_TEXT PASSAGE:_
· · · · ·

What did we learn from a tumultuous 2023? As an extraordinarily challenged year sunsets, here are five takeaways.
By late 2022, the Writers Guild strike of 2007-08 and the SAG stalemate of 2008-09 were but fading memories for those who remembered them at all—and the dual writers-actors strikes of 1959-60 were sepia-toned history, known to only a few. Then came last December, when the Directors Guild failed to reach a deal on its usual early schedule, and the industry awakened to what became its most turbulent year in a generation. Now that 2023’s WGA and SAG-AFTRA strikes are over, we can ask, What just happened? Herewith, five key answers.
The evidence was everywhere, but the entertainment C.E.O.s ignored it: Labor in Hollywood—and across the U.S.—is on the move. From digital news shops to VFX workers, from UPS to the UAW, from Amazon and Starbucks to teachers and doctors and hotel workers, everywhere you look, someone is unionizing, and often striking. Polls have shown attitudes toward unions on the upswing, and even highly paid software engineers in Silicon Valley have been organizing and protesting, if not actually unionizing.

· · · · ·

_EXERCISE TASKS:_
• A. In the Hollywood strikes article, turn the paragraph that opens "The evidence was everywhere" into a short bulleted list that keeps its main facts.
• B. According to the Hollywood strikes article, which guild failed last December to reach a deal on its usual early schedule?
• C. Retype the stretch of the Hollywood strikes article from "The evidence was" through "not actually unionizing.".
The lines that come next are not needed for any task.

_GIVEN DATA:_
· · · · ·

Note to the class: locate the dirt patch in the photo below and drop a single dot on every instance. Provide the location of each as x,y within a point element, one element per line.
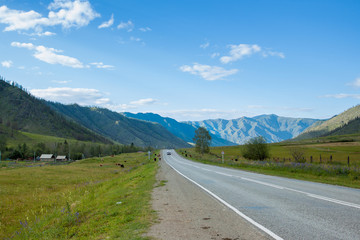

· · · · ·

_OUTPUTS:_
• A.
- Entertainment C.E.O.s ignored clear evidence that labor in Hollywood and across the U.S. is on the move.
- Workers are unionizing, and often striking, in many fields: digital news shops, VFX, UPS, the UAW, Amazon, Starbucks, teaching, medicine and hotels.
- Polls show attitudes toward unions on the upswing.
- Even highly paid Silicon Valley software engineers have been organizing and protesting, if not actually unionizing.

• B. The Directors Guild.

• C.
The evidence was everywhere, but the entertainment C.E.O.s ignored it: Labor in Hollywood—and across the U.S.—is on the move. From digital news shops to VFX workers, from UPS to the UAW, from Amazon and Starbucks to teachers and doctors and hotel workers, everywhere you look, someone is unionizing, and often striking. Polls have shown attitudes toward unions on the upswing, and even highly paid software engineers in Silicon Valley have been organizing and protesting, if not actually unionizing.